* **Tâches**
1 > Relevez tous les noms que le texte fourni fait précéder de l'expression « de toutes ».
2 > Répondez à ces questions d'après le texte fourni.
(a) Où l'Esprit du Christ nous précède-t-il ?
(b) Quelle est la seule condition posée dans l'évangile de ce jour pour être reconnus parmi les brebis du Seigneur ?
(c) À quoi le Royaume qui se fraie son chemin est-il comparé ?
3 > Reproduisez le passage du texte fourni qui va de « Mais alors, me » à « Galilée des nations. ».

Mais alors, me direz-vous, que reste-t-il de l’Église dans une telle perspective? Et bien, je dirais tout d’abord que l’Église est cette communauté de foi qui célèbre cette vie donnée qui est la nôtre et qui est commune à toute l’humanité. Notre mission est de nous y engager passionnément dans cette vie, reconnaissant qu’elle a sa source en Dieu lui-même et dans le don de son Fils à notre humanité. J’ajouterais que notre mission en Église, c’est à la fois de célébrer cette grâce d’un amour infini qui nous est faite et de partager cette joie qui est la nôtre, de donner le goût de Dieu au monde quand ce dernier est méconnu ou bafoué, oeuvrant ensemble, solidaires des joies et des peines de cette terre, n’oubliant jamais que l’Esprit du Christ nous précède dans cette Galilée des nations.

Et c’est ainsi que dans l’évangile de ce jour, la seule condition posée pour être reconnus parmi les brebis du Seigneur, ce n’est pas de dire « Seigneur, Seigneur! », mais de témoigner d’une charité active en ce monde, car le Christ s’attache tellement à chacun de nos pas qu’il est le premier touché quand une vie humaine est aimée ou méprisée. Et c’est parmi des hommes et des femmes de toutes races, de toutes cultures, de toutes religions que le Royaume se fraie son chemin, comme la semence jetée en terre. Cet évangile nous rappelle que nous n’avons pas le monopole de l’amour, et il n’est pas mauvais de nous l’entendre dire ! »

Enregistrements extraits d'une collection:
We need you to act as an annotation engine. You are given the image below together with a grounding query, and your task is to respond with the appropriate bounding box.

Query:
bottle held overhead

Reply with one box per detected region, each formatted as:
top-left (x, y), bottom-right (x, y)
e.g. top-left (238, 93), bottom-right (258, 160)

* **Réponses**
1 > races, cultures, religions

2 >
(a) Dans cette Galilée des nations.
(b) Témoigner d'une charité active en ce monde.
(c) À la semence jetée en terre.

3 >
Mais alors, me direz-vous, que reste-t-il de l’Église dans une telle perspective? Et bien, je dirais tout d’abord que l’Église est cette communauté de foi qui célèbre cette vie donnée qui est la nôtre et qui est commune à toute l’humanité. Notre mission est de nous y engager passionnément dans cette vie, reconnaissant qu’elle a sa source en Dieu lui-même et dans le don de son Fils à notre humanité. J’ajouterais que notre mission en Église, c’est à la fois de célébrer cette grâce d’un amour infini qui nous est faite et de partager cette joie qui est la nôtre, de donner le goût de Dieu au monde quand ce dernier est méconnu ou bafoué, oeuvrant ensemble, solidaires des joies et des peines de cette terre, n’oubliant jamais que l’Esprit du Christ nous précède dans cette Galilée des nations.